Please continue the text about Perry's path from the Army to Stanford and defense work, starting after its last sentence.
(Page excerpt)
When the Army sent him to California after his tour of duty in Japan, Perry discovered that he no longer wanted to attend college in Pennsylvania. “I was amazed by the San Francisco Bay Area,” Perry said in a recent interview. “Everything seemed new, everything seemed possible . . . I decided to transfer to Stanford . . . anything was possible here.”

Perry earned his BS from Stanford in 1949 and his MA in 1950 before returning to Pennsylvania State University, where he earned his PhD in mathematics in 1957. By then, “the Cold War was becoming very dangerous and very hot,” he said.

So instead of becoming a professor as he intended, Perry returned to Mountain View, Calif., to work at Electronic Defense Laboratories. It was during this period that he got a top-secret summons to Washington to help then-President John F. Kennedy interpret intelligence photos of Soviet launchers during the Cuban Missile Crisis.

“I can well recall sitting in my hotel room, listening to his broadcast where he (President Kennedy) basically told the Soviet Union that we were prepared to go to nuclear war with them if anything happened,” Perry said.
(End Page excerpt)
(Given entries)
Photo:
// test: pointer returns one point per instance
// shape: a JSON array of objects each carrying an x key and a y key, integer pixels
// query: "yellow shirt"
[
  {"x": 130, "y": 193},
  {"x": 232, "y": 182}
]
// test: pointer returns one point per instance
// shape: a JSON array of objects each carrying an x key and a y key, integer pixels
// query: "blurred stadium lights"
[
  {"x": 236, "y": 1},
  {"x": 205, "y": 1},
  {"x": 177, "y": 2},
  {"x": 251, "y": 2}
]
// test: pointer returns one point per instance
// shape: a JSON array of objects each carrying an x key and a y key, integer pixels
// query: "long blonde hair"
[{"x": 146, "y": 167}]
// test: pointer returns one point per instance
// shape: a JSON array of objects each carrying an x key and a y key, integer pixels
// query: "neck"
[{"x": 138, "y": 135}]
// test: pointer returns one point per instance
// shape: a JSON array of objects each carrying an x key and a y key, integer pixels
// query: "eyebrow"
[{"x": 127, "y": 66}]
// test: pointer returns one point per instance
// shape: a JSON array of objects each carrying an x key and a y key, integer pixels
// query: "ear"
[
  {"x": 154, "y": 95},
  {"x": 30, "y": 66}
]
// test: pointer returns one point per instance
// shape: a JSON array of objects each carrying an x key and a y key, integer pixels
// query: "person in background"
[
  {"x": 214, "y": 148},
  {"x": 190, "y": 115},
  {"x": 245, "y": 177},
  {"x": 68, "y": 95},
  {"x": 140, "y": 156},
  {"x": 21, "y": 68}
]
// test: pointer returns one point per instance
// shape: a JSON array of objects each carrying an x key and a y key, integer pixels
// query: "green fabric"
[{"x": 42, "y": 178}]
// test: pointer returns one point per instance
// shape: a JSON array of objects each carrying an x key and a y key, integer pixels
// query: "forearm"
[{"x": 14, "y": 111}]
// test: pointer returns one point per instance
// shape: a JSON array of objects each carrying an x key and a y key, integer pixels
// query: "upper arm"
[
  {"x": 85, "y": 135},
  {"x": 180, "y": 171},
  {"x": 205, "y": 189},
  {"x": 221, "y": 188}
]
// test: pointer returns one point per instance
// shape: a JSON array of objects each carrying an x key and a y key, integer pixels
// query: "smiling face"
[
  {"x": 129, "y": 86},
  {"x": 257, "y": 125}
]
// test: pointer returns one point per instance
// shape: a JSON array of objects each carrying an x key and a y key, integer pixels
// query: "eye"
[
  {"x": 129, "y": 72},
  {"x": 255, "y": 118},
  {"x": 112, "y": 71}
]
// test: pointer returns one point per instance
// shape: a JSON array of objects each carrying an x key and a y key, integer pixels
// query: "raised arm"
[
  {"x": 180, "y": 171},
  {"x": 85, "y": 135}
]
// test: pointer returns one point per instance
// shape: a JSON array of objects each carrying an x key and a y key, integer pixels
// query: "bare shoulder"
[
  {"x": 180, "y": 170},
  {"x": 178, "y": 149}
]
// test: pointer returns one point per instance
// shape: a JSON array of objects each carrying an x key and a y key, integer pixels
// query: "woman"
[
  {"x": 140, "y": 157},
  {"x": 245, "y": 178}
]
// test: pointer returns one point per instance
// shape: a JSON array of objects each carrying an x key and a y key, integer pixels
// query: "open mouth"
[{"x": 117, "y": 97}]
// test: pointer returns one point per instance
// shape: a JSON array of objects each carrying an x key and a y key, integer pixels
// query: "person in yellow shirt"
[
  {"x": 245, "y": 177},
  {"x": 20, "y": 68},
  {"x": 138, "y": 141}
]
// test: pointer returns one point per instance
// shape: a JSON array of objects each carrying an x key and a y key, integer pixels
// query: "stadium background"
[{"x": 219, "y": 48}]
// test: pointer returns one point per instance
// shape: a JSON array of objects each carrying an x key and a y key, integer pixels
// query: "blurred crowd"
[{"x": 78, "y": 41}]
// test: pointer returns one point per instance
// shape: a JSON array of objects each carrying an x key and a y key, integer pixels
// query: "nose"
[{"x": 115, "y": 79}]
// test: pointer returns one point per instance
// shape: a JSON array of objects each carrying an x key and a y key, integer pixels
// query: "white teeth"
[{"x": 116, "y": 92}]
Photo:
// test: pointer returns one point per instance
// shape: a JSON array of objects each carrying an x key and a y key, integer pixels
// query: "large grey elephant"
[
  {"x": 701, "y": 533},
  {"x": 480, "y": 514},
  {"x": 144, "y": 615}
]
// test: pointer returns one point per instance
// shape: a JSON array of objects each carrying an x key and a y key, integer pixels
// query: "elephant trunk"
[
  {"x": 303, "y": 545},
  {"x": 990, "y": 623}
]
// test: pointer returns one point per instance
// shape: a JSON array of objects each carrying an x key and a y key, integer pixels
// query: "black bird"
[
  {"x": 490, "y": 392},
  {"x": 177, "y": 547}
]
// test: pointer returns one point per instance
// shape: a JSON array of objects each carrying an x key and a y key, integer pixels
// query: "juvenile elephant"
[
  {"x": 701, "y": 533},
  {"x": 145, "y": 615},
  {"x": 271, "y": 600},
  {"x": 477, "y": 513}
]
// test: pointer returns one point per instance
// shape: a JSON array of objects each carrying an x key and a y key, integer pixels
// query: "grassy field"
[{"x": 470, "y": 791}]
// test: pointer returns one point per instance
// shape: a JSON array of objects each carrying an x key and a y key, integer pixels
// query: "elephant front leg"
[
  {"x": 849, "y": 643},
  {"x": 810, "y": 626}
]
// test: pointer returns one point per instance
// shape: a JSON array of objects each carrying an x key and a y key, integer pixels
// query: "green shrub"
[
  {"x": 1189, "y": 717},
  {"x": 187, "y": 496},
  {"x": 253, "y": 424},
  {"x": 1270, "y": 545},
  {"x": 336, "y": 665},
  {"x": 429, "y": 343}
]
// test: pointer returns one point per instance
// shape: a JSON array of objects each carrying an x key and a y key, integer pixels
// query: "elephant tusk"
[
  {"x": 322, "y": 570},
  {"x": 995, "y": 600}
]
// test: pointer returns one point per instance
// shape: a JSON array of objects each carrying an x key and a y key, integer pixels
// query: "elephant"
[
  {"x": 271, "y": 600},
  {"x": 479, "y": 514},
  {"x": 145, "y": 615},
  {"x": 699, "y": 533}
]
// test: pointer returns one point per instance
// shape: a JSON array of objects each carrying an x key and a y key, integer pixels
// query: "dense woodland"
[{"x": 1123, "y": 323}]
(End Given entries)
- [Final answer]
But the world stepped back from the brink. Perry went on to serve from 1977 to 1981 as an undersecretary of defense under President Jimmy Carter, before becoming the 19th secretary of defense in the Clinton administration from February 1994 to January 1997.

As secretary of defense, he succeeded in winning agreements that led to the dismantling of about 8,000 nuclear warheads.

“We’ve come a long way, but we’ve still got a long way to go,” Perry told an overflow crowd at the NVIDIA Auditorium on the night of his award.

The audience included Martin Hellman, a professor emeritus of electrical engineering at Stanford. Hellman, who was previously named a Hero for his co-invention of public-key cryptography, has also been an arms control activist.

In his remarks at the Heroes event, Perry focused on the nation’s energy future.

“By the time the freshmen entering Stanford this year graduate, we will have what I would call energy independence,” Perry predicted, defining this as the ability of the combined North American economies of Canada, Mexico and the United States to become net exporters of energy.

He said his upbeat views had been bolstered during visits earlier that day with Yi Cui, an associate professor of materials science, and Chaitan Khosla, a professor of chemical engineering, who discussed their work on batteries and biofuels, respectively

William Perry shares his thoughts about energy's impact on the environment, manufacturing and the federal budget. 

Although he is a great believer in alternatives, Perry said his prediction of North American energy independence rested primarily on the prospect that domestic production of natural gas and oil will be greatly increased through fracking, a drilling process that uses pressurized fluids to push deposits out of deep underground veins.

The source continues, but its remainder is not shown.